- [Provided material]:
* * * * *
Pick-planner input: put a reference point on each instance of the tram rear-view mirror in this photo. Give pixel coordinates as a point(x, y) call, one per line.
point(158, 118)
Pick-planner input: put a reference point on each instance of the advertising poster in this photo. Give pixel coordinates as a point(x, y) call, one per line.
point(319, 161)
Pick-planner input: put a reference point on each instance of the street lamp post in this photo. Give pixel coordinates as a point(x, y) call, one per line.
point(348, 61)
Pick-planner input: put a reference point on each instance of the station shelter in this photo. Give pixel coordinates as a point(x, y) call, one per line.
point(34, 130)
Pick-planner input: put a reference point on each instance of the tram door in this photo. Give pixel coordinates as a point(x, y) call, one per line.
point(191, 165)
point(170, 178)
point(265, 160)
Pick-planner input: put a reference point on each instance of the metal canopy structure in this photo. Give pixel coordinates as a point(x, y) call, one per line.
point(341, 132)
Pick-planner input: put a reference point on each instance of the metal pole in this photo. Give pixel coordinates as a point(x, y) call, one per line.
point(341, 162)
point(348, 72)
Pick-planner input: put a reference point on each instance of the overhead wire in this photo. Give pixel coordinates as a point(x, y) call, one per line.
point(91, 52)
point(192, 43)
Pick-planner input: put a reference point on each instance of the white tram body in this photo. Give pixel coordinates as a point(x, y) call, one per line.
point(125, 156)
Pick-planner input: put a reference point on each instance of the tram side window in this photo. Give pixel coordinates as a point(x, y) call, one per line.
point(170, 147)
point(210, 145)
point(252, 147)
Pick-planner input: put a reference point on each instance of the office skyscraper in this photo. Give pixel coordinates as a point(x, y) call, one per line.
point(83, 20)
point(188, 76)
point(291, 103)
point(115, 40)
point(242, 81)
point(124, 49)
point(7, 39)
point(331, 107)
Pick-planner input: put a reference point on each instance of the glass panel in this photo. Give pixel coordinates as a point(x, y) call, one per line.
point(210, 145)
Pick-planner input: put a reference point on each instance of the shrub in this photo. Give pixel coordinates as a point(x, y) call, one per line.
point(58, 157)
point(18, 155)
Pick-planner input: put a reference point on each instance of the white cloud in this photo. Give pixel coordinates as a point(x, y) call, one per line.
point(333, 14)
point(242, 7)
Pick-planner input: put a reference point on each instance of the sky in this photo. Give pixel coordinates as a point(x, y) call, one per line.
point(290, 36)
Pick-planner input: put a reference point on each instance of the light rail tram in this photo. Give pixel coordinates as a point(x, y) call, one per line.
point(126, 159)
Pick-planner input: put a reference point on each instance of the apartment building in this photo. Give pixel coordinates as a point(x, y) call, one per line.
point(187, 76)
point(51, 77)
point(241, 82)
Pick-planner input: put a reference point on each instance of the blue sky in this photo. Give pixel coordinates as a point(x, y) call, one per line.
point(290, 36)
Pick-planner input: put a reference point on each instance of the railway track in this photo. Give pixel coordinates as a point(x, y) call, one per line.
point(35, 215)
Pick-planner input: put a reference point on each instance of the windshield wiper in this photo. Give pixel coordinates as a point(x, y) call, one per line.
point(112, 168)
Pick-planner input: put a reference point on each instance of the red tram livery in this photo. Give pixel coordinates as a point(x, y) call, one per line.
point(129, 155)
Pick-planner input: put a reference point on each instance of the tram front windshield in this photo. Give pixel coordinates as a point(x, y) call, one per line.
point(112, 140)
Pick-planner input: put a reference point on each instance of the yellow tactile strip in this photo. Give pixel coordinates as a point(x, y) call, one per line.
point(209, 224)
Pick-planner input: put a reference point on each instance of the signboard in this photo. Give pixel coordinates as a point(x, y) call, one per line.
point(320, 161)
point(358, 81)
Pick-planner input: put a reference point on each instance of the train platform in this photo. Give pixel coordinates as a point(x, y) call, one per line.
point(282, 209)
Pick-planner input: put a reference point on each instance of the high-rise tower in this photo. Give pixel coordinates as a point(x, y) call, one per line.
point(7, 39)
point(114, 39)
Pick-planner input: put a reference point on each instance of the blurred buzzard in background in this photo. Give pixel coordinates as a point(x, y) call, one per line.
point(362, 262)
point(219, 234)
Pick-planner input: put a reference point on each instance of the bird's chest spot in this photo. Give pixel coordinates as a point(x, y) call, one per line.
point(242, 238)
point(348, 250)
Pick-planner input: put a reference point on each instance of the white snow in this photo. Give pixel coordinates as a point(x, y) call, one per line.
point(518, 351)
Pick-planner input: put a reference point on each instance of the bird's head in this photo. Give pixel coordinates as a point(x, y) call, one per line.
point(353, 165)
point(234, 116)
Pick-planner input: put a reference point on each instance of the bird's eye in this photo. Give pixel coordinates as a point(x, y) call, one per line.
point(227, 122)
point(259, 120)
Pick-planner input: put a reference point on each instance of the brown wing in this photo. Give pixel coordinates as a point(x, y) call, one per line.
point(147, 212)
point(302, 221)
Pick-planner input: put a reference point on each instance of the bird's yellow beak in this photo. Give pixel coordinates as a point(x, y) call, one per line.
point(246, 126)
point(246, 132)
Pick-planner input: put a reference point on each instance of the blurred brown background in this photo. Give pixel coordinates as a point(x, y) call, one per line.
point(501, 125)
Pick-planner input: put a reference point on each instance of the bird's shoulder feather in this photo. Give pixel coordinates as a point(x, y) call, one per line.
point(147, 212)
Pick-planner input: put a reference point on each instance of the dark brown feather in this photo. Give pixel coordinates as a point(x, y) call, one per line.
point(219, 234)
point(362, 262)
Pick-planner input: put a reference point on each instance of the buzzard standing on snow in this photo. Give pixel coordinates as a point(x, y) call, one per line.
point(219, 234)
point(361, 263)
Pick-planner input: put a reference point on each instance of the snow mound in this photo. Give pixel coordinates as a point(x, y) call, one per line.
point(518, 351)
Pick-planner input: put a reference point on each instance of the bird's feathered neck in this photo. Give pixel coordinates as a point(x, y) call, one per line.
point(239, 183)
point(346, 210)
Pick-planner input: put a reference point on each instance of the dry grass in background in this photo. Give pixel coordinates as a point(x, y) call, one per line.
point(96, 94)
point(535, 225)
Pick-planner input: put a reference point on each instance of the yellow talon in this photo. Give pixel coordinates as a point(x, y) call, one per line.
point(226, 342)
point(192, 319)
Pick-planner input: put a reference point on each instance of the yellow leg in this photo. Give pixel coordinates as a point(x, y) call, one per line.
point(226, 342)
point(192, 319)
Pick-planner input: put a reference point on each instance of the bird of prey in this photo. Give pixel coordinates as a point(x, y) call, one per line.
* * * * *
- [Work instructions]:
Convert every line of the entries above into a Markdown table with the columns "Row" and "Text", leaving out any blank lines.

- [Solved exercise]:
| Row | Text |
|---|---|
| 1 | Pick-planner input: put a reference point on each instance of the tram rear-view mirror in this photo. Give pixel coordinates as a point(x, y) call, one per line. |
| 2 | point(158, 118) |
| 3 | Pick-planner input: put a reference point on each instance of the advertising poster in this photo. Give pixel coordinates as a point(x, y) call, one per line. |
| 4 | point(319, 161) |
| 5 | Pick-planner input: put a reference point on each instance of the street lamp post in this photo. Give pixel coordinates as a point(x, y) call, one per line. |
| 6 | point(348, 61) |
| 7 | Pick-planner input: put a reference point on each instance of the station shelter in this photo. Give pixel coordinates as a point(x, y) call, one per line. |
| 8 | point(34, 130) |
| 9 | Pick-planner input: put a reference point on each instance of the tram door in this photo. Give pixel coordinates as a point(x, y) call, one per line. |
| 10 | point(191, 165) |
| 11 | point(170, 178) |
| 12 | point(265, 160) |
| 13 | Pick-planner input: put a reference point on each instance of the metal canopy structure in this photo. Give pixel coordinates as a point(x, y) call, one per line. |
| 14 | point(341, 132) |
| 15 | Pick-planner input: put a reference point on each instance of the metal pole in this photo. Give pixel coordinates as a point(x, y) call, one per line. |
| 16 | point(341, 162) |
| 17 | point(348, 72) |
| 18 | Pick-planner input: put a reference point on each instance of the overhead wire in this photo. Give pixel coordinates as a point(x, y) call, one per line. |
| 19 | point(91, 52) |
| 20 | point(192, 43) |
| 21 | Pick-planner input: put a reference point on each instance of the white tram body in this photo. Give pixel coordinates as a point(x, y) call, one per line. |
| 22 | point(125, 156) |
| 23 | Pick-planner input: put a reference point on each instance of the tram side window in this photo. Give pixel coordinates as a point(x, y) call, one per line. |
| 24 | point(170, 147) |
| 25 | point(210, 145) |
| 26 | point(252, 147) |
| 27 | Pick-planner input: put a reference point on each instance of the office skyscraper in this photo. Give pixel coordinates as a point(x, y) call, one per line. |
| 28 | point(83, 20) |
| 29 | point(188, 76) |
| 30 | point(291, 103) |
| 31 | point(115, 40) |
| 32 | point(242, 81) |
| 33 | point(124, 49) |
| 34 | point(7, 39) |
| 35 | point(331, 107) |
| 36 | Pick-planner input: put a reference point on each instance of the glass panel in this photo. Give pixel coordinates as a point(x, y) call, one per line. |
| 37 | point(210, 145) |
| 38 | Pick-planner input: put a reference point on each instance of the shrub in this photo. Give pixel coordinates as a point(x, y) call, one per line. |
| 39 | point(58, 157) |
| 40 | point(18, 155) |
| 41 | Pick-planner input: put a reference point on each instance of the white cloud in this photo. Give pixel coordinates as a point(x, y) call, one per line. |
| 42 | point(333, 14) |
| 43 | point(242, 7) |
| 44 | Pick-planner input: put a reference point on each instance of the sky in this photo. Give pixel coordinates as a point(x, y) call, one per line. |
| 45 | point(290, 36) |
| 46 | Pick-planner input: put a reference point on each instance of the light rail tram in this photo. Give pixel coordinates as a point(x, y) call, one per line. |
| 47 | point(126, 159) |
| 48 | Pick-planner input: put a reference point on each instance of the apartment building in this photo. Give pixel coordinates as a point(x, y) call, one per line. |
| 49 | point(187, 76) |
| 50 | point(51, 77) |
| 51 | point(241, 82) |
| 52 | Pick-planner input: put a reference point on each instance of the blue sky in this photo. Give pixel coordinates as a point(x, y) call, one per line. |
| 53 | point(290, 36) |
| 54 | Pick-planner input: put a reference point on each instance of the railway track in this photo. Give pixel coordinates as a point(x, y) call, one per line. |
| 55 | point(35, 215) |
| 56 | Pick-planner input: put a reference point on each instance of the windshield wiper in this photo. Give pixel coordinates as a point(x, y) call, one per line. |
| 57 | point(112, 168) |
| 58 | Pick-planner input: put a reference point on each instance of the red tram livery in this photo. Give pixel coordinates as a point(x, y) call, one per line. |
| 59 | point(129, 155) |
| 60 | Pick-planner input: put a reference point on each instance of the tram front windshield in this photo. Give pixel coordinates as a point(x, y) call, one per line. |
| 61 | point(112, 140) |
| 62 | Pick-planner input: put a reference point on each instance of the yellow tactile strip in this photo. Give pixel coordinates as a point(x, y) call, one per line. |
| 63 | point(209, 224) |
| 64 | Pick-planner input: put a reference point on each instance of the signboard in this photo. Give pixel coordinates as a point(x, y) call, one per line. |
| 65 | point(320, 161) |
| 66 | point(358, 81) |
| 67 | Pick-planner input: put a reference point on each instance of the train platform in this photo. Give pixel coordinates as a point(x, y) call, one per line. |
| 68 | point(282, 209) |
| 69 | Pick-planner input: put a reference point on each instance of the high-rise tower in this photo. Give pixel coordinates as a point(x, y) call, one per line. |
| 70 | point(7, 39) |
| 71 | point(114, 39) |
| 72 | Pick-planner input: put a reference point on each instance of the blurred buzzard in background in this photo. Give pixel coordinates as a point(x, y) call, one per line. |
| 73 | point(362, 262) |
| 74 | point(219, 234) |
| 75 | Pick-planner input: put a reference point on each instance of the bird's chest spot in this photo. Give pixel coordinates as a point(x, y) call, one per line. |
| 76 | point(242, 238) |
| 77 | point(348, 250) |
| 78 | Pick-planner input: put a reference point on each instance of the white snow in this photo. Give pixel coordinates as a point(x, y) call, one per line. |
| 79 | point(518, 351) |
| 80 | Pick-planner input: put a reference point on each instance of the bird's head in this photo. Give pixel coordinates as a point(x, y) call, one per line. |
| 81 | point(353, 165) |
| 82 | point(234, 116) |
| 83 | Pick-planner input: put a reference point on each instance of the bird's eye in this photo. Give pixel coordinates as a point(x, y) call, one per line. |
| 84 | point(227, 122) |
| 85 | point(259, 120) |
| 86 | Pick-planner input: put a reference point on each instance of the brown wing in this photo. Give pixel coordinates as a point(x, y) call, one per line. |
| 87 | point(147, 212) |
| 88 | point(302, 221) |
| 89 | Pick-planner input: put a reference point on each instance of the bird's yellow beak in this photo. Give pixel coordinates as a point(x, y) call, one per line. |
| 90 | point(246, 126) |
| 91 | point(246, 132) |
| 92 | Pick-planner input: put a reference point on each instance of the blurred brown background in this photo. Give pixel coordinates as a point(x, y) call, one per line. |
| 93 | point(501, 125) |
| 94 | Pick-planner input: put a reference point on each instance of the bird's shoulder feather in this photo. Give pixel coordinates as a point(x, y) call, one per line. |
| 95 | point(147, 212) |
| 96 | Pick-planner input: put a reference point on each instance of the dark brown feather in this photo. Give pixel coordinates as a point(x, y) call, one per line. |
| 97 | point(219, 234) |
| 98 | point(362, 262) |
| 99 | Pick-planner input: put a reference point on each instance of the buzzard standing on snow in this photo. Give pixel coordinates as a point(x, y) call, one per line. |
| 100 | point(219, 234) |
| 101 | point(361, 263) |
| 102 | Pick-planner input: put a reference point on each instance of the snow mound in this photo. Give pixel coordinates as a point(x, y) call, one per line. |
| 103 | point(518, 351) |
| 104 | Pick-planner input: put a reference point on each instance of the bird's feathered neck in this photo. Give pixel coordinates as a point(x, y) call, one per line. |
| 105 | point(239, 183) |
| 106 | point(346, 210) |
| 107 | Pick-planner input: put a reference point on each instance of the dry grass in background in this photo. Give pixel coordinates as a point(x, y) call, one per line. |
| 108 | point(96, 94) |
| 109 | point(535, 225) |
| 110 | Pick-planner input: put a reference point on each instance of the yellow talon in this photo. Give pixel coordinates as a point(x, y) call, one per line. |
| 111 | point(226, 342) |
| 112 | point(192, 319) |
| 113 | Pick-planner input: put a reference point on each instance of the yellow leg in this photo. Give pixel coordinates as a point(x, y) call, one per line. |
| 114 | point(226, 342) |
| 115 | point(192, 319) |
| 116 | Pick-planner input: put a reference point on each instance of the bird of prey in this photo. Give pixel coordinates as a point(x, y) call, one per line. |